*INSTRUCTION*
Every line of the records below should be restated exactly.

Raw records
# # # #
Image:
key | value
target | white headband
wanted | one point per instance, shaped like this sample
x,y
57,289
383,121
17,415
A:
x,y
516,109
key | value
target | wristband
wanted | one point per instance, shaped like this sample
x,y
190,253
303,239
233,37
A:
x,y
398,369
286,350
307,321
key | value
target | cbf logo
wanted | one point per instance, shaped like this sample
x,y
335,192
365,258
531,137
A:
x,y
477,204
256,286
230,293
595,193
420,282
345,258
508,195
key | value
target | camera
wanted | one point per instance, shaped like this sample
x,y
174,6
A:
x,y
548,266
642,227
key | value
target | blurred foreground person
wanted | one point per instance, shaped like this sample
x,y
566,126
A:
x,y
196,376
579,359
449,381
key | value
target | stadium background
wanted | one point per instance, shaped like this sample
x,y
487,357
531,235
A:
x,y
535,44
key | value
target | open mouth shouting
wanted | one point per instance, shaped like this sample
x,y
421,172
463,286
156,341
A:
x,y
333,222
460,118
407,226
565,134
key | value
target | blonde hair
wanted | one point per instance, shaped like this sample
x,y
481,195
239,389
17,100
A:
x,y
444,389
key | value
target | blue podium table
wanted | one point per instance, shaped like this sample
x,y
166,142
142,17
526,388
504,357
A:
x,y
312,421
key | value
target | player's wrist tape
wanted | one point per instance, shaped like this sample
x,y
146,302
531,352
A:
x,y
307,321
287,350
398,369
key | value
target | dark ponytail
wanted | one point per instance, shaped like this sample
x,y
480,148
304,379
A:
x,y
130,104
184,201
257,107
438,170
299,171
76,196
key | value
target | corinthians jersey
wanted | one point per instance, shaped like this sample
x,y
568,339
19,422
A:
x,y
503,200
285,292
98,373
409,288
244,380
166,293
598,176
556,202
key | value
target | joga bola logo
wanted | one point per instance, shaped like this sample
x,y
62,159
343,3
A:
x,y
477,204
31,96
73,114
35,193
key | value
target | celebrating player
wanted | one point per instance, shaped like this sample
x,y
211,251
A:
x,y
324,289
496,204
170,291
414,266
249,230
# # # #
*RESPONSE*
Image:
key | value
target | white headband
wanted | one point per instance, shaped like this sample
x,y
57,289
383,121
17,415
A:
x,y
516,109
key | value
target | wristband
wanted | one point per instance, shaped like this sample
x,y
190,253
303,239
233,37
A:
x,y
398,369
286,350
307,321
key | value
target | cbf logo
wanted | one point per instance, shaped like this sample
x,y
335,192
365,258
531,137
A:
x,y
477,204
256,286
230,293
595,193
420,282
345,258
508,195
key | value
target | camera
wanted | one point per instance, shaped like this sample
x,y
174,6
A:
x,y
548,266
642,227
key | value
target | blurred foreground person
wanted | one point per instance, shaped like this sample
x,y
566,126
A:
x,y
196,376
579,359
449,381
key | value
target | stadium background
wanted | one point per instance, shaped like this sample
x,y
487,357
531,235
A:
x,y
535,44
key | value
target | open mouth shouting
wanted | one point per instance, shaped like this sample
x,y
421,172
463,286
156,341
A:
x,y
333,222
460,118
407,226
565,134
key | value
target | blonde hair
wanted | one point per instance, shaped like this sample
x,y
481,195
239,389
17,100
A:
x,y
444,389
key | value
target | blue podium table
wanted | one point per instance, shaped like this sample
x,y
166,142
142,17
526,388
504,357
A:
x,y
312,421
key | value
target | player's wrist tape
wanted | one point per instance, shaped like this sample
x,y
146,302
531,352
A:
x,y
307,321
287,350
398,369
key | value
target | dark ponytail
wanted | one point per instance, shaped like this sample
x,y
480,148
304,379
A:
x,y
130,104
184,201
257,107
438,170
299,171
76,196
key | value
target | corinthians jersey
wanted | one point per instance, shaped like this sample
x,y
568,339
19,422
A:
x,y
503,200
285,292
98,373
409,288
244,380
166,293
598,176
556,202
key | value
target | joga bola logo
wanted | one point per instance, shaped like this sample
x,y
62,159
343,3
A:
x,y
477,204
31,96
73,114
35,193
key | value
target | celebrating player
wanted | one point per instance, shaped like this sample
x,y
211,251
A:
x,y
324,289
496,204
170,291
414,266
249,230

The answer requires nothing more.